# 文書の抜粋:
==============================

カルテス大統領(左)と握手を交わすジウマ大統領(Foto: Presidencia do Paraguay 29/10/2013)

カルテス大統領(左)と握手を交わすジウマ大統領(Foto: Presidencia do Paraguay 29/10/2013)

 パラグァイのオラシオ・カルテス大統領(59)は多くの市民の期待を担いながら大統領に就任してから、この8月15日で早くも満2年を迎えた。しかし、世の中は必ずしも思う様には行かないもので、カルテス大統領のこの2年間の行政結果に対する各階層の人々の評価は大よそ否定的なのである。

 お隣のブラジルのジウマ大統領もその第2期政権が、今年元旦に始まって未だ日も浅い最近、色んな大汚職スキャンダル等々の問題で支持率は過去最低で人気は急落する一方だが、吾がカルテス大統領も油断はできない。

全体的に否定的な評価

 特に政権第2年度におけるカルテス大統領に対する国民の知覚(認識)アンケートを各社会経済階層別に、Ibope・CIES世論調査会社が行った処、上層及び下層の階級が最も批判的である事が判明した。
 そして、例え中産階級が一番肯定的な評価を与えているとはしても、全体的には否定的世論が絶対なのである。
 それに依ると、カルテス行政を最も非難する社会経済階級は下層の者で、その指数は70%を占める。即ち48%は「悪い」、及び22%は「非常に悪い」と断じる部分層である。
 なお、上層階級のカルテス行政評価は「悪い」が42%で、「非常に悪い」が22%であり、即ち64%が否定的である。
 一方、この階級層ではカルテス政権を「良い」と評価するのが33%で、「非常に良い」とするのは僅か3%(計36%)である。
 いうまでもなく、この上層階級はカルテス大統領の属する金満家や資産家の民間企業家が君臨するパラグァイの〃特権階級〃で、カルテスが成功起業家として良く知られている社会層である。

==============================

# 取り組む課題:
1) カルテス大統領に関する記事によると、下層階級のうちカルテス行政を「非常に悪い」と評価したのは何%か。
2) カルテス大統領に関する記事を、最後の文の後から書き継ぐこと。
これらの項目は使わなくてよい。

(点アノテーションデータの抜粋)
==============================

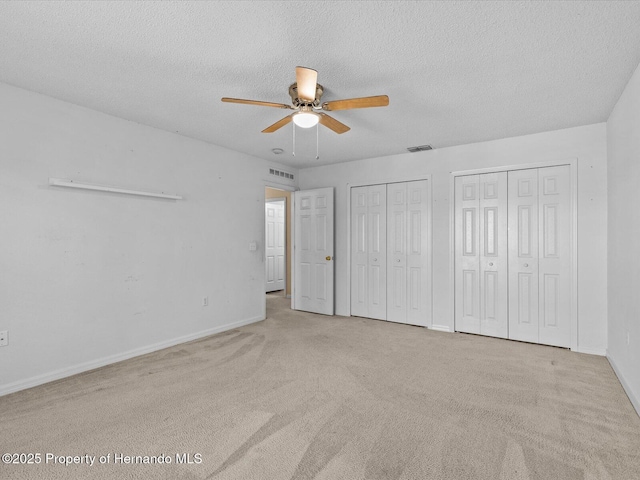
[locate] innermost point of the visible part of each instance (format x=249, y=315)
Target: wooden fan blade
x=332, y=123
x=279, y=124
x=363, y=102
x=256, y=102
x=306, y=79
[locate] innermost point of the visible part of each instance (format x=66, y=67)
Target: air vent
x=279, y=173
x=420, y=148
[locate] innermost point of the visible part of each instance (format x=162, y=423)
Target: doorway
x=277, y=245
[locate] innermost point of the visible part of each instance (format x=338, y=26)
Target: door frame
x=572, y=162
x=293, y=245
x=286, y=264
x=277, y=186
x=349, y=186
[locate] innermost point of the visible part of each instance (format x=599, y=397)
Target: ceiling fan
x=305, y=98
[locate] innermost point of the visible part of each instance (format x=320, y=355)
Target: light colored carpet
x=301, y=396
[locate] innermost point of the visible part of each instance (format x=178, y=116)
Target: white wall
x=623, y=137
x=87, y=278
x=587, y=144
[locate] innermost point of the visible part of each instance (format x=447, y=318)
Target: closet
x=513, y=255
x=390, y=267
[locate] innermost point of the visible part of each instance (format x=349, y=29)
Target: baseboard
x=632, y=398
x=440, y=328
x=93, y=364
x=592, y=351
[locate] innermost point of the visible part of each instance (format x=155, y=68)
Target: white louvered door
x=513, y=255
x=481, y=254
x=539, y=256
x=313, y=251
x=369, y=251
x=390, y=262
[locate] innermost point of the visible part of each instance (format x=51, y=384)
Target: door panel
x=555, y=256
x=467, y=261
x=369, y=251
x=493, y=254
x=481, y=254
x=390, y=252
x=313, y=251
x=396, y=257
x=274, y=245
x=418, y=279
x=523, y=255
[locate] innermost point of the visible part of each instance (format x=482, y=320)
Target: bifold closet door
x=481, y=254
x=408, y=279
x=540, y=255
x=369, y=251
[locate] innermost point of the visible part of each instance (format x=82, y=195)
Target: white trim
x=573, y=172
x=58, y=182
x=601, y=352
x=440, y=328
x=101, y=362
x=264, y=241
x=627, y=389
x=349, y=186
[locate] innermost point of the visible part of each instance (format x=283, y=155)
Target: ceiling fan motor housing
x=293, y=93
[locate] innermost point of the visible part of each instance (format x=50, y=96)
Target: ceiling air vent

==============================

# 課題の解答:
1) 22%

2)
 しかし、この階層の世論アンケートが示すのは、いかに業界の成功者ではあっても、いざ国家行政の先頭に立った場合は世間の見る目は非常に厳しいと言う事である。
 なお、別な視座から観察しても、例え著名な成功起業家ではあるにせよ、畑違いの政界では必ずしも業界と同じ塩梅あんばいに成功は望めないという現実をこのアンケートは如実に物語っている。
 では、中産階級はどうかと言えば、同アンケートによれば、中流レベルの社会経済層はカルテス政権に案外好意的で支持者が多い現象が見られる。
 ここではカルテス行政を「良い」と評価するのが36%で、「非常に良い」が3%である。詰まり、39%がカルテスを支持している。
 でも反面、カルテスに非難的なのは矢張り多数派で、「悪い」が37%、「非常に悪い」も24%に達し、その否定率は61%と高いのである。

政権与党もカルテス次期再選には不賛成

 約35年間もの長期にわたり、ストロエスネルの独裁恐怖政権下に喘いだ多くのパラグァイ国民は、大統領の連続再選には根っからの嫌悪感を抱くのである。
 そして、その国民感情を反映して1992年に発布された現行憲法は第229条で、共和国大統領及び副大統領の任期は5ヵ年とし、いかなる場合も再選は許されないと断定的に規定している。
 しかるにストロエスネル政権崩壊後の民主政体への、既に26年も経った今もなお続く、「移行過渡期」の何れの相次ぐ政権の行政効果も、至って不効率だったのは否めない。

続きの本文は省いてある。